CONSIGNE 1:
Expliquez, d'après le texte source, comment la personne qui écrit connaissait déjà le genre adopté par Robert Merle au moment de choisir l'ouvrage.
CONSIGNE 2:
Indiquez, selon le texte source, combien de temps après la parution de La mort est mon métier sa préface a été rédigée.

TEXTE SOURCE:

J'ai toujours eu un peu de mal
avec le genre romanesque lorsqu'il aborde le thème de la Shoah. Je me demande
si le sujet ne devrait pas être réservé aux seuls témoignages. D'aucuns diront
qu'il n'est pas de sujet interdit à la liberté qui prévaut dans le genre. Reste
à juger de la façon dont cette indépendance s'exprime.
Averti comme je le fus, en
choisissant cet ouvrage, du genre adopté par son auteur après avoir lu la
préface qu'il a rédigée 20 ans après sa parution, je me suis posé la question
de savoir ce que ce choix, fait par Robert Merle pour
écrire La mort
est mon métier, apportait de plus à la connaissance de ce chapitre noir de
l'histoire de l'humanité. S'agissant de relater des faits historiques avérés.
Pouvait-on suspecter la simple
exploitation d'un thème éminemment douloureux à des fins mercantiles ou de
satisfaction personnelle ? Si la quête d'un lectorat nombreux ne peut-être niée
par un auteur, j'ai voulu savoir ce que pareil ouvrage présentait de sincérité.

DONNÉES FOURNIES:
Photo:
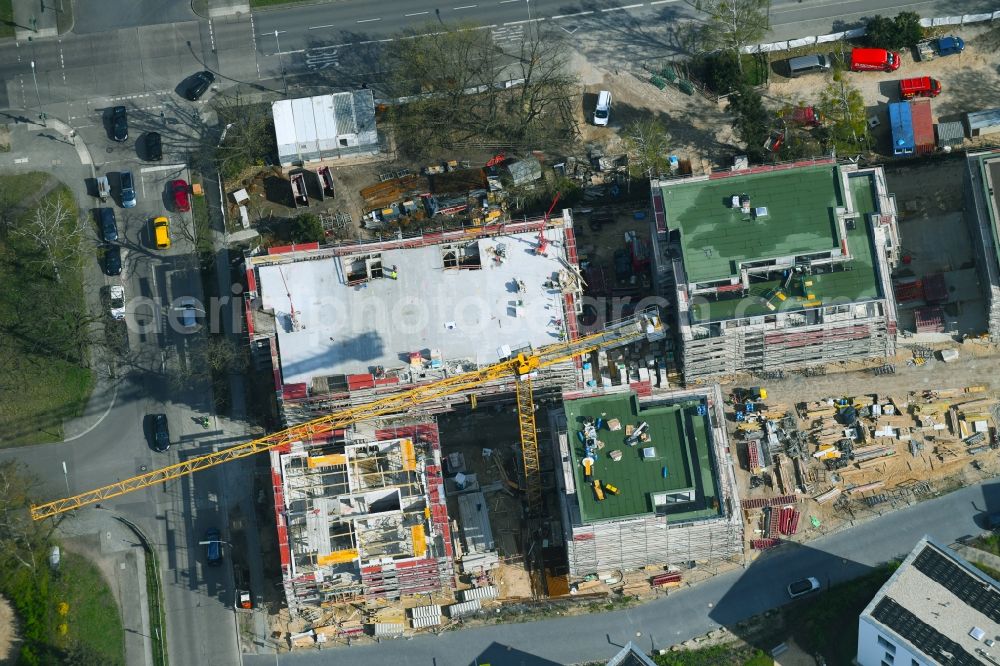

RÉPONSE ATTENDUE 1:
Elle en avait été avertie en lisant la préface que Robert Merle a rédigée 20 ans après la parution du livre.

RÉPONSE ATTENDUE 2:
Vingt ans après sa parution.